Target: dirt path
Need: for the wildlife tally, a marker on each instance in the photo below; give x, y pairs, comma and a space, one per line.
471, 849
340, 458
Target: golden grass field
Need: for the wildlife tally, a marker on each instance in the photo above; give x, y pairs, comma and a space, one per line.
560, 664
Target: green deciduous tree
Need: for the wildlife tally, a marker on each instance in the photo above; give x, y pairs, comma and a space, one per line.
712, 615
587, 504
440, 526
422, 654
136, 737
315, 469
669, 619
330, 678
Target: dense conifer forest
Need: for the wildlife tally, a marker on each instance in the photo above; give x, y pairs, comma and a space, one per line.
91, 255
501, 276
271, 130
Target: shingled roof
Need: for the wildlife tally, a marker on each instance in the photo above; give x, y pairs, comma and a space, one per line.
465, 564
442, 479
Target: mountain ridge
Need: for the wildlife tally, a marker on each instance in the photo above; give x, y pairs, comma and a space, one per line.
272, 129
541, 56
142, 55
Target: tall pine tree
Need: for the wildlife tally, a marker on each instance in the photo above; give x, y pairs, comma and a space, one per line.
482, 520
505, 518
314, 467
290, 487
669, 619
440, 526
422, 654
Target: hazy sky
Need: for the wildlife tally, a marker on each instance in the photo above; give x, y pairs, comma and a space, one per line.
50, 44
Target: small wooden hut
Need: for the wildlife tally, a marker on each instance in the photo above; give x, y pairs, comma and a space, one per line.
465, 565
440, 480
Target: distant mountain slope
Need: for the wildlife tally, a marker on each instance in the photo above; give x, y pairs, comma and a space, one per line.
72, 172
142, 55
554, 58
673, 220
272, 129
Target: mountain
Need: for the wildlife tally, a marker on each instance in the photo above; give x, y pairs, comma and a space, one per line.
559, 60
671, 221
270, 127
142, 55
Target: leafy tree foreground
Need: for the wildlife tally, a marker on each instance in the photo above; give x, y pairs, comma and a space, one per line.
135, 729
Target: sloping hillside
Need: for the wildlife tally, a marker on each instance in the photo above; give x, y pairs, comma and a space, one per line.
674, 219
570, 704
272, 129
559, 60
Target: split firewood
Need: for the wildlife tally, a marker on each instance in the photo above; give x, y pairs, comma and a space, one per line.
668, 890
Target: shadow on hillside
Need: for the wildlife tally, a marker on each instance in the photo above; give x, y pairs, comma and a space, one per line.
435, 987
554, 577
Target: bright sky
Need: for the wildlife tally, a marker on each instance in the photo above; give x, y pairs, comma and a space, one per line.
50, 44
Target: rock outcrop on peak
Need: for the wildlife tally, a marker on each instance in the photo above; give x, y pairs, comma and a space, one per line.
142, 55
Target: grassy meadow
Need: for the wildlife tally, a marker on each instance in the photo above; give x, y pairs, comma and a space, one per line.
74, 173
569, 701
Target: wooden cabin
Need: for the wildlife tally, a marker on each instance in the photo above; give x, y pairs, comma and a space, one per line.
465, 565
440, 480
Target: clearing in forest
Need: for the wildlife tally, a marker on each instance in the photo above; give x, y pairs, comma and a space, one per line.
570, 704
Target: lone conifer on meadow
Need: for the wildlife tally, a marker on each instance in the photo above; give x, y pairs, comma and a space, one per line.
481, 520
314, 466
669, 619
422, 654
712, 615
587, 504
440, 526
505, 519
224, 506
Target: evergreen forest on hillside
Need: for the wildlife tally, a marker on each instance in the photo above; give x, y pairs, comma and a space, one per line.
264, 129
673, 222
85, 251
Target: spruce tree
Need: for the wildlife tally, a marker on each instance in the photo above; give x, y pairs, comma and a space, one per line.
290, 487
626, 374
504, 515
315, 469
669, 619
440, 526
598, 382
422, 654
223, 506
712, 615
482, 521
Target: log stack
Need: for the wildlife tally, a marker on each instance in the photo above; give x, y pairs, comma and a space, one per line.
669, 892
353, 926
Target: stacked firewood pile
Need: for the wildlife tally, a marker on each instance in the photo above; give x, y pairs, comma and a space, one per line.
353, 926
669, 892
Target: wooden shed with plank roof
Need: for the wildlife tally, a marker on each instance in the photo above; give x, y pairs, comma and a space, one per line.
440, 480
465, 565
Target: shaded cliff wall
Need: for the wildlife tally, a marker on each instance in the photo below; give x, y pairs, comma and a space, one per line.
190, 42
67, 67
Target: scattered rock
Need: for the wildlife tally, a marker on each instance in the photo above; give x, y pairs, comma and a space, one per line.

------------------------------------

Copy out, word for word, every line of the material from the line containing "Target: spruce tree" through the last line of the material.

**Response for this exercise**.
Target: spruce tree
Need: for the wildlife tally, a marker on each instance in the photo above; give x, y pairs, comma and a space, one per line.
290, 487
626, 374
504, 515
315, 469
669, 619
440, 526
598, 382
422, 654
223, 506
712, 615
482, 521
Target: log stack
Need: for the wildlife tally, a marker on each instance in the photo above; give x, y pairs, comma and a space, one per line.
669, 892
353, 926
Target: stacked firewood pile
Need: for the wildlife tally, a marker on each instance in the photo above; give x, y pairs, comma and a space, one per line.
353, 926
669, 892
Target: wooden shed with plank roof
Need: for the wildlife tally, a marker on each instance in the photo above; give x, y pairs, comma and a space, one per line.
440, 480
465, 565
Target: shaded cliff wall
Need: for the wildlife tally, a marker on each instance in the photo below; give x, y pairs, comma and a space, one per line.
190, 42
67, 67
Target: scattered rock
Need: for the wildlife tally, a marker on each instance in the photo above; give x, y pairs, comma and a space, one per line.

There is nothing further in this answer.